Would you please print exactly the lines that run from the one with "Can you find the dark" to the last line of the data, both included, without any pictures?
◆ ◆ ◆ ◆
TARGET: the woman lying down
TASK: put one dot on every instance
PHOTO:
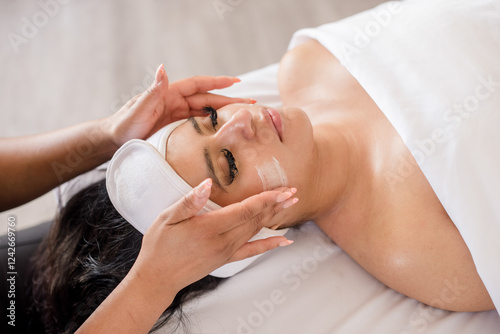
(339, 146)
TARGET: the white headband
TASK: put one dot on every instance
(141, 184)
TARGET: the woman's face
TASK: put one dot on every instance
(245, 149)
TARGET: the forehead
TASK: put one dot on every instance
(184, 152)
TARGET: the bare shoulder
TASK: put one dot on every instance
(421, 254)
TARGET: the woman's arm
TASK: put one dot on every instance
(180, 248)
(31, 166)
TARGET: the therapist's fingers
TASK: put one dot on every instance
(257, 247)
(201, 84)
(198, 101)
(254, 212)
(156, 91)
(189, 205)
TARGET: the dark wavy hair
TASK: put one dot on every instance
(86, 254)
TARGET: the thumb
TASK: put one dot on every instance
(190, 204)
(156, 91)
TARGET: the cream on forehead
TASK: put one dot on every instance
(272, 175)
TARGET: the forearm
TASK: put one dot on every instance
(33, 165)
(133, 307)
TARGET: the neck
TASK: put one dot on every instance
(342, 168)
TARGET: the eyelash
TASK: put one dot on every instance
(212, 114)
(233, 170)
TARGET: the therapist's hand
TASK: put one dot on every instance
(181, 247)
(164, 103)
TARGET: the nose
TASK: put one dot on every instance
(238, 126)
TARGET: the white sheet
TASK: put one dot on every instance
(433, 69)
(313, 286)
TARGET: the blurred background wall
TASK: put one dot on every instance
(68, 61)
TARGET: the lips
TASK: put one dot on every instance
(276, 120)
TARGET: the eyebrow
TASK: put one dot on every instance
(208, 157)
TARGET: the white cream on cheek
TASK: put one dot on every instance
(272, 175)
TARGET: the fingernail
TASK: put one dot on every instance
(285, 243)
(283, 196)
(203, 188)
(290, 202)
(159, 74)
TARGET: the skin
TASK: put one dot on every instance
(339, 151)
(164, 265)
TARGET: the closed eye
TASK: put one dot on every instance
(212, 114)
(233, 171)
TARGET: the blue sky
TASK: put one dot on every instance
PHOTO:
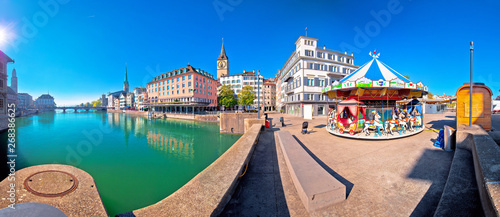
(77, 50)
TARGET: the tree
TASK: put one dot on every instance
(246, 96)
(226, 95)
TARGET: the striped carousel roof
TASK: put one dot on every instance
(375, 70)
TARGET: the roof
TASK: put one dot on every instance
(375, 70)
(11, 91)
(45, 96)
(305, 37)
(176, 72)
(117, 93)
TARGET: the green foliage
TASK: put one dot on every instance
(246, 96)
(226, 96)
(430, 96)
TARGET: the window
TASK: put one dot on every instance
(321, 83)
(310, 81)
(316, 66)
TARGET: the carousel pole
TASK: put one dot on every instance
(470, 92)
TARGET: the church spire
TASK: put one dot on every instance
(125, 83)
(222, 55)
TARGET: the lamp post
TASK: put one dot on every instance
(258, 94)
(470, 92)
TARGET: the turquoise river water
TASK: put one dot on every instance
(134, 161)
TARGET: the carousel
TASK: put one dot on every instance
(368, 103)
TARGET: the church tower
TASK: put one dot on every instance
(125, 83)
(13, 81)
(222, 63)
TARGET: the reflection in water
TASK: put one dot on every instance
(168, 144)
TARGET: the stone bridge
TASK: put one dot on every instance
(86, 108)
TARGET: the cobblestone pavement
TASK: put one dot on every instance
(260, 192)
(401, 177)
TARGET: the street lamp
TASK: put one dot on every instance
(258, 94)
(470, 92)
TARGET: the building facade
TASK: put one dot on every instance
(104, 100)
(117, 100)
(222, 63)
(269, 95)
(184, 90)
(238, 81)
(306, 72)
(4, 60)
(45, 102)
(140, 97)
(25, 101)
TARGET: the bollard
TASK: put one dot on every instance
(449, 138)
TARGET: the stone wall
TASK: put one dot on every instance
(475, 144)
(234, 122)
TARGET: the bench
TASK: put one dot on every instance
(315, 186)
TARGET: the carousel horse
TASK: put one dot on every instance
(391, 124)
(377, 127)
(412, 123)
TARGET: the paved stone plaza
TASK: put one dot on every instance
(401, 177)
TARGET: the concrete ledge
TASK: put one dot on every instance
(249, 122)
(83, 201)
(315, 186)
(485, 155)
(209, 191)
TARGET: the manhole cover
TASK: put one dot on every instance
(51, 183)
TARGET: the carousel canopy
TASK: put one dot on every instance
(375, 70)
(375, 75)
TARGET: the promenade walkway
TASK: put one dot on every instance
(401, 177)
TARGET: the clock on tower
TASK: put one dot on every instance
(222, 63)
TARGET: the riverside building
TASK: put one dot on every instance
(306, 72)
(238, 81)
(184, 90)
(4, 60)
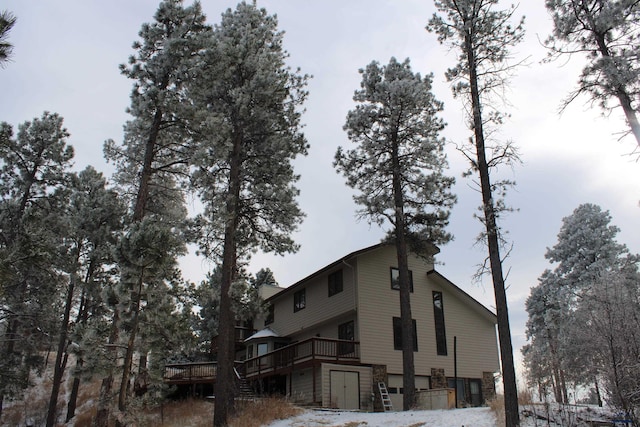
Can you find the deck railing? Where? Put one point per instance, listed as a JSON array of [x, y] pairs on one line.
[[304, 352], [310, 350], [188, 373]]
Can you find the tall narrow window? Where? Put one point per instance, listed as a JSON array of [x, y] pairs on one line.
[[335, 283], [346, 331], [397, 334], [270, 315], [438, 316], [299, 300], [395, 279]]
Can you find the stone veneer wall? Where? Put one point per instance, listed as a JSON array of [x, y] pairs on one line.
[[379, 375]]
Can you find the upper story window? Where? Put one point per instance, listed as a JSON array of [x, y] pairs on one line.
[[395, 279], [438, 316], [299, 300], [397, 334], [270, 315], [335, 283]]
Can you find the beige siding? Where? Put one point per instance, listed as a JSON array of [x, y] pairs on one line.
[[378, 304], [320, 308]]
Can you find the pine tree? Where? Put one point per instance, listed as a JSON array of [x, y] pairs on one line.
[[154, 157], [244, 172], [92, 217], [482, 38], [397, 167], [33, 176], [589, 314], [606, 32]]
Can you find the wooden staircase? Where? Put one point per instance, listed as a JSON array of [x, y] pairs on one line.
[[245, 391]]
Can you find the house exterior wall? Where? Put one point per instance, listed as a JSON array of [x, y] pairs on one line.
[[320, 309], [378, 304]]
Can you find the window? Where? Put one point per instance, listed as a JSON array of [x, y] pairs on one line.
[[299, 300], [397, 334], [346, 332], [263, 348], [395, 279], [459, 387], [438, 316], [335, 283], [271, 312]]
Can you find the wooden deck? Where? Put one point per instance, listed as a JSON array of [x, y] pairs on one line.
[[310, 352], [190, 373]]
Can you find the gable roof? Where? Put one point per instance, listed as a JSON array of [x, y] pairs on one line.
[[465, 296], [334, 264]]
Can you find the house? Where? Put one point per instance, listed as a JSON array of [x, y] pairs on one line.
[[330, 338]]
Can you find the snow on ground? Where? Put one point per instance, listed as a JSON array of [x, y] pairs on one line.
[[531, 416], [470, 417]]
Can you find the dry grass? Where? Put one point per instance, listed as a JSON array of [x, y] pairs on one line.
[[497, 406], [192, 412], [264, 411]]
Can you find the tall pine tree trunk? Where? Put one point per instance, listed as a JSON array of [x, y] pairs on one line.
[[408, 365], [225, 379], [512, 416], [58, 369], [104, 401], [128, 359], [620, 91]]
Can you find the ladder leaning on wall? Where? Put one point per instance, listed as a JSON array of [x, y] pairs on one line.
[[384, 395]]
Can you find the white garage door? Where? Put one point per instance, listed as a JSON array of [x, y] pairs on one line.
[[345, 389]]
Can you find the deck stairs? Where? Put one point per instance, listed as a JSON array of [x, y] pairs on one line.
[[384, 395], [245, 391]]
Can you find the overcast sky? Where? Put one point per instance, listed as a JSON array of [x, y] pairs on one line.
[[66, 61]]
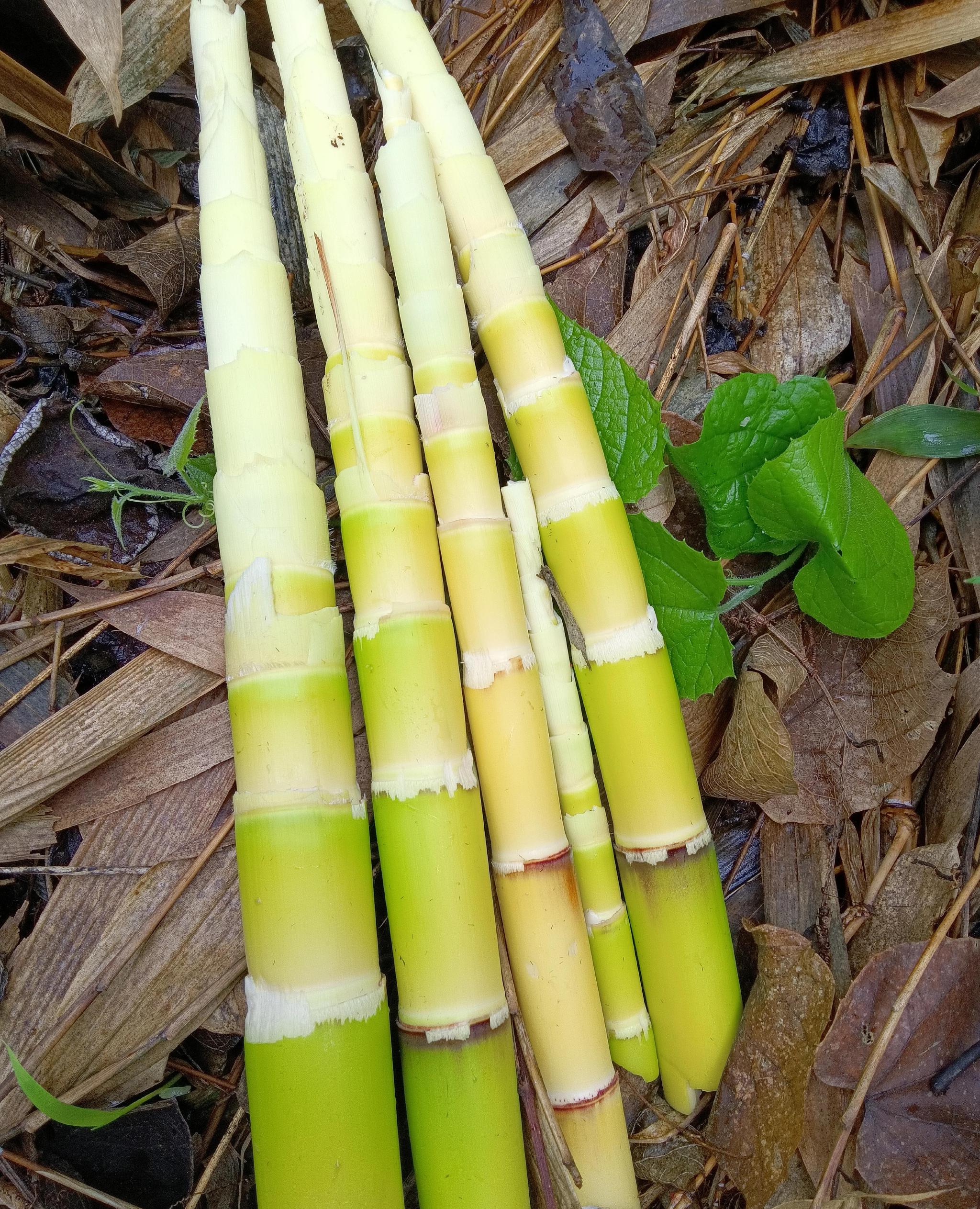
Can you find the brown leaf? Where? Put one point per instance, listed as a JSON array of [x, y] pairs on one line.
[[96, 28], [912, 902], [95, 727], [599, 97], [189, 626], [810, 323], [169, 755], [167, 260], [156, 39], [912, 1139], [866, 44], [591, 289], [758, 1115], [891, 691], [756, 761]]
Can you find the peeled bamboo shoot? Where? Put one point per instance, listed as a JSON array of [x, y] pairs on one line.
[[318, 1051]]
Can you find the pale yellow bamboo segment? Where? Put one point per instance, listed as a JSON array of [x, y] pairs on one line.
[[452, 1012], [317, 1022], [626, 1017], [588, 543], [535, 884]]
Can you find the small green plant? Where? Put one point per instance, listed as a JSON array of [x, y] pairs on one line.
[[774, 477], [196, 473], [70, 1114]]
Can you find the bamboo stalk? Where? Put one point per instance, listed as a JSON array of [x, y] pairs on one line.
[[668, 861], [317, 1038], [461, 1085], [532, 862]]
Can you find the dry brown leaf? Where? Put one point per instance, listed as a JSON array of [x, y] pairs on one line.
[[757, 1120], [24, 95], [178, 976], [95, 727], [810, 323], [891, 694], [167, 260], [756, 761], [912, 902], [96, 28], [894, 185], [591, 289], [156, 39], [169, 755], [867, 44], [953, 789], [912, 1139], [185, 624]]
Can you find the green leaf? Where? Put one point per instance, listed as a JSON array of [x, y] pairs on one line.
[[686, 589], [70, 1114], [749, 420], [180, 450], [861, 580], [923, 431], [626, 414]]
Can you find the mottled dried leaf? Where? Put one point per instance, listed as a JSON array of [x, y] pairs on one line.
[[891, 694], [912, 1139], [756, 761], [167, 260], [757, 1120], [600, 102]]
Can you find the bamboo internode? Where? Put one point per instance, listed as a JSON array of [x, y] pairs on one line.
[[457, 1051], [317, 1034], [670, 873], [535, 883]]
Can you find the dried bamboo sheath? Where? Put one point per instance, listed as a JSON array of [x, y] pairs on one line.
[[317, 1037], [666, 858]]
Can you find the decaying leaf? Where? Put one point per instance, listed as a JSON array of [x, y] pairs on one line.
[[756, 761], [96, 28], [889, 698], [912, 902], [156, 39], [167, 260], [599, 97], [757, 1120], [591, 289], [912, 1139]]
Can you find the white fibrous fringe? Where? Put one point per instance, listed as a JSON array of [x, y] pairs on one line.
[[635, 1027], [403, 784], [597, 918], [481, 667], [535, 390], [632, 641], [556, 507], [277, 1012], [584, 1097]]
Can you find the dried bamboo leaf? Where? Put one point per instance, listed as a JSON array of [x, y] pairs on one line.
[[95, 727], [867, 44]]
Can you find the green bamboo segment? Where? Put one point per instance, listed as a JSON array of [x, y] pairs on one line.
[[458, 1065], [535, 884], [631, 1039], [625, 679], [318, 1047]]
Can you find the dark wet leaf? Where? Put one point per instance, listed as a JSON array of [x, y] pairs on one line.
[[757, 1120], [599, 97], [826, 146], [167, 260], [43, 470], [923, 431], [910, 1139], [145, 1157]]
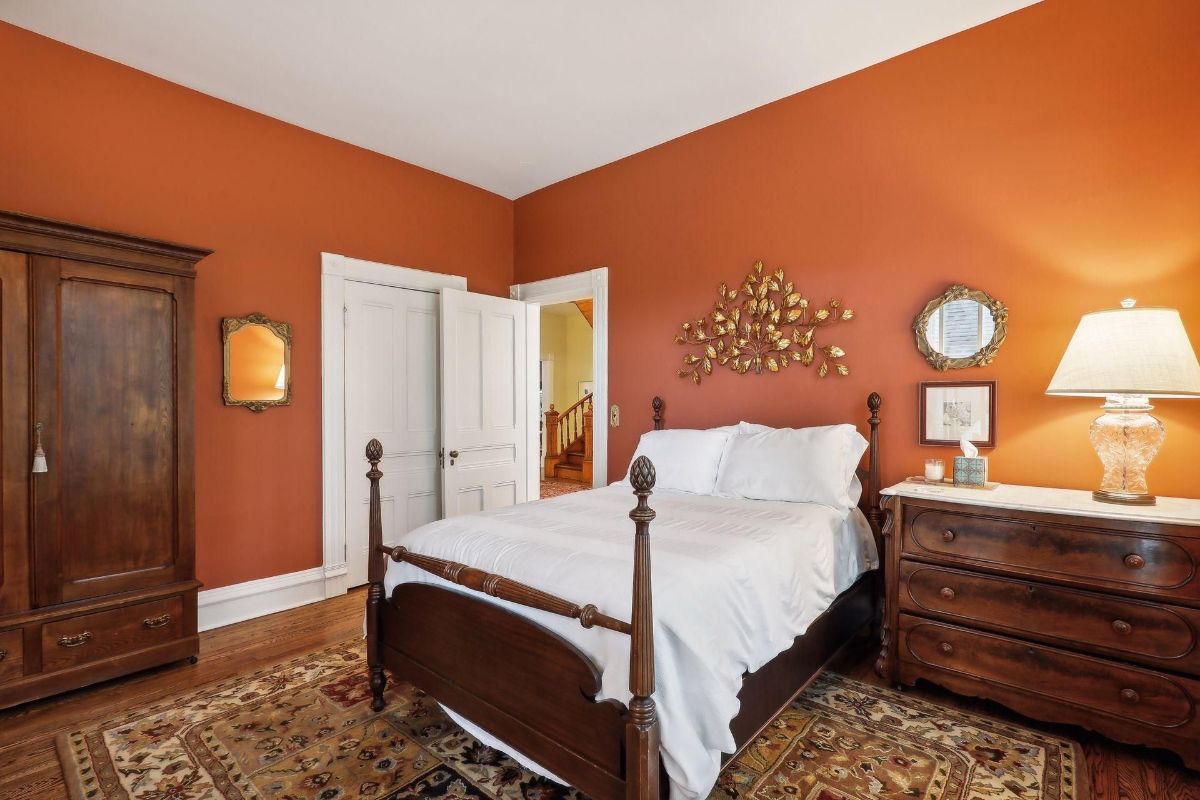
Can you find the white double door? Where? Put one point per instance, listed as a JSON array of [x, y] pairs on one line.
[[438, 378]]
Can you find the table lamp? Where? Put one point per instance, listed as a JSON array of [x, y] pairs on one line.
[[1128, 355]]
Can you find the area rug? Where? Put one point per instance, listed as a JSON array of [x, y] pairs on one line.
[[305, 731]]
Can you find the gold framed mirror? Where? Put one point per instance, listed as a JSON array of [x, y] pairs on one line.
[[961, 328], [257, 362]]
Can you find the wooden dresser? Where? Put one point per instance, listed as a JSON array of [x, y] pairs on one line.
[[1060, 607], [96, 552]]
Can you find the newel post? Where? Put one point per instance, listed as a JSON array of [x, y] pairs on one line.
[[642, 729], [588, 444], [376, 570], [551, 441]]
◆ ◆ ◆ ◆
Result:
Can you find the dark wet leaf? Where? Put one point per instance, listed as a JSON array of [x, y] pairs on one line.
[[757, 1120], [599, 97], [826, 146], [167, 260], [43, 470], [923, 431], [910, 1139], [145, 1157]]
Can you find the white double door? Where? Put one point per instance, listed as a JSON array of [x, y] pairs on one line.
[[438, 378]]
Can you find the table lamp? Where? Put one point per instance, listed as a JSON array of [x, y] pairs on one line.
[[1128, 355]]
Can you find the area rug? Where? Put one point per instance, listed as a JSON array of [x, y] pairs on one line.
[[305, 731]]
Can you find the gold framed mirror? Where? Put one point per instance, listed as a JSON array of [x, y] pairs on one line.
[[961, 328], [257, 362]]
Can you find the wooden dresser? Where? Put one point per instance, listed as a JSON array of [x, y] pairs on one line.
[[1060, 607], [96, 552]]
Can you find the newel post? Where? Put one point per instance, listed as a JSON array of [x, y] pairs on one line.
[[642, 729], [588, 444], [376, 570], [551, 441]]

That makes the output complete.